## EXERCISE
Print the fletching thread word for word, starting at "Back on subject..." and ending with "different color feathers...".

## Start SUPPLIED PASSAGE

# Fletching pics



## jcd465 (Dec 1, 2009)

I am new to the forum and am currently getting into traditional equipment. I am going to fletch some Easton shafts and would like to see some color schemes of fletching. I know it doesn't matter about the color of the feathers but I would like to see some of your options. 

I have enjoyed reading your stories and picking up some of the advice that has been dropped by other users here.


----------



## Apex Predator (Dec 1, 2009)

Lately I've been using four 4" feathers.  Much more visible from the rear for me.  I don't have to worry about which way I knock the arrow either.  I can't stand them to be different colors either.  Makes me think my arrow is wobbling.  I like to wrap a little piece of reflective tape on them too!  Works for me.


----------



## hogdgz (Dec 1, 2009)

Hey Marty, I have also noticed that. If you use different color fletchings it makes your arrows appear to be wobbling when in reality it is the different colors in rotation.


----------



## Apex Predator (Dec 1, 2009)

I like the new avatar Chase!


----------



## Bubbaforsure (Dec 1, 2009)

Apex Predator said:


> I like the new avatar Chase!



Amen.......Marty   
Dang nice Buck...Chase 
Love... thoses long tines  

Back on subject... 
Like Marty...
I have been shooting a four flecth 4" feather this year 
I think there quicker and more stable...
Also like two different color feathers...
Thinking about going all "pink" next time....
Just thinking..that is....!


----------



## OconeeDan (Dec 1, 2009)

## End SUPPLIED PASSAGE
## Start DATASET EXTRACT

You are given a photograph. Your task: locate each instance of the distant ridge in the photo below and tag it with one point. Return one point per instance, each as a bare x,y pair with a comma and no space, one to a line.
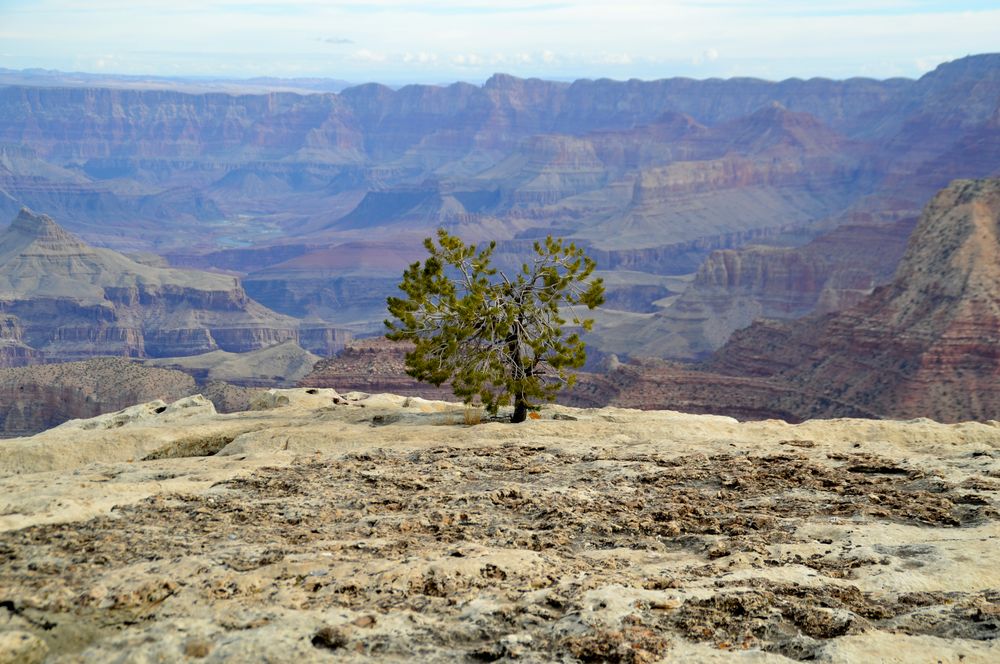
63,300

## End DATASET EXTRACT

## RESPONSE
Back on subject... 
Like Marty...
I have been shooting a four flecth 4" feather this year 
I think there quicker and more stable...
Also like two different color feathers...